Task prompt =
Can you give the listing again, starting at the line with "sky -> masks, each instance" and ending at the end of the listing, with "holes" swapped for "gaps" and nothing else changed? Leave the pictures out of your answer.

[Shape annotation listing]

——

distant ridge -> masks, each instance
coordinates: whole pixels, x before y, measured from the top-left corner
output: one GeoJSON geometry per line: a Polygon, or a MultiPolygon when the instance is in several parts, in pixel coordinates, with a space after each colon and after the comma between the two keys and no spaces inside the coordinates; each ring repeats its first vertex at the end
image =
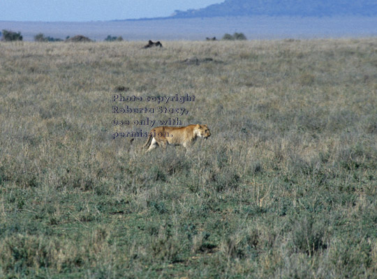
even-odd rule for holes
{"type": "Polygon", "coordinates": [[[206,8],[175,10],[169,17],[377,15],[376,0],[226,0],[206,8]]]}

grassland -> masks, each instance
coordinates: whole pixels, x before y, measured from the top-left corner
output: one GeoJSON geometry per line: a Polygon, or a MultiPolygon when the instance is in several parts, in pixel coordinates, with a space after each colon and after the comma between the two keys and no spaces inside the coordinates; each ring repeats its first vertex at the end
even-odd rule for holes
{"type": "Polygon", "coordinates": [[[377,38],[162,43],[0,43],[0,278],[376,278],[377,38]],[[112,140],[117,92],[212,135],[112,140]]]}

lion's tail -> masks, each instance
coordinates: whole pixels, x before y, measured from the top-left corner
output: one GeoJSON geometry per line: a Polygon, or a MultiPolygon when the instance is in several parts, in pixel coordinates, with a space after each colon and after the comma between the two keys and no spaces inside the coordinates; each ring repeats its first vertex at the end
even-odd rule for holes
{"type": "Polygon", "coordinates": [[[151,145],[151,139],[152,139],[152,135],[151,134],[148,135],[148,140],[147,140],[147,142],[145,142],[145,144],[142,146],[142,149],[145,147],[147,147],[147,148],[149,147],[149,146],[151,145]]]}

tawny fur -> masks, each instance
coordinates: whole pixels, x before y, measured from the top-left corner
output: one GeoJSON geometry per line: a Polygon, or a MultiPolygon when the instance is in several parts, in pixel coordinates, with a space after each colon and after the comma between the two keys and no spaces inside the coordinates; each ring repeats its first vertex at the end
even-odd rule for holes
{"type": "Polygon", "coordinates": [[[187,148],[198,137],[207,139],[211,132],[207,125],[188,125],[186,127],[160,126],[152,129],[142,146],[149,151],[158,146],[166,148],[168,144],[183,145],[187,148]]]}

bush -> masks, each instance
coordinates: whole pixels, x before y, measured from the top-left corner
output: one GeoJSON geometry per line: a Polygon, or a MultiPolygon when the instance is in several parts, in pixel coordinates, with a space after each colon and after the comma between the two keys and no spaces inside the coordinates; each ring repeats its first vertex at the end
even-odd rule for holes
{"type": "Polygon", "coordinates": [[[223,40],[233,40],[234,39],[233,36],[228,33],[223,36],[223,40]]]}
{"type": "Polygon", "coordinates": [[[233,34],[233,38],[235,38],[235,40],[247,40],[246,38],[246,36],[244,35],[243,33],[235,33],[233,34]]]}
{"type": "Polygon", "coordinates": [[[122,41],[123,38],[121,38],[121,36],[117,37],[117,36],[112,36],[111,35],[108,35],[108,37],[106,37],[106,38],[105,39],[105,41],[106,42],[114,42],[115,40],[118,42],[122,41]]]}
{"type": "Polygon", "coordinates": [[[3,40],[9,42],[11,40],[22,40],[22,36],[21,32],[13,32],[8,30],[3,30],[3,40]]]}
{"type": "Polygon", "coordinates": [[[235,33],[232,36],[230,35],[230,34],[228,34],[228,33],[226,33],[223,36],[223,40],[247,40],[246,37],[245,35],[244,35],[243,33],[235,33]]]}
{"type": "Polygon", "coordinates": [[[55,38],[52,37],[45,37],[42,33],[34,36],[34,40],[36,42],[61,42],[63,40],[59,38],[55,38]]]}

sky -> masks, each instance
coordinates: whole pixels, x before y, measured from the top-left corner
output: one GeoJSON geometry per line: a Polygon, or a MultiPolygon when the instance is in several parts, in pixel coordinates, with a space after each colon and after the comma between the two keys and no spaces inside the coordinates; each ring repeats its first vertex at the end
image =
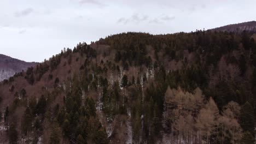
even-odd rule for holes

——

Written response =
sky -> masks, each instance
coordinates: whole pixels, x before y, measured from the top-left corner
output: one GeoJSON geometry per line: a Polygon, or a MultiPolygon when the instance is in several parts, in pixel coordinates, with a space after each colon and after the comma between the two keys and no spaces inside the coordinates; each ring repeats its first vertex at the end
image =
even-odd rule for gaps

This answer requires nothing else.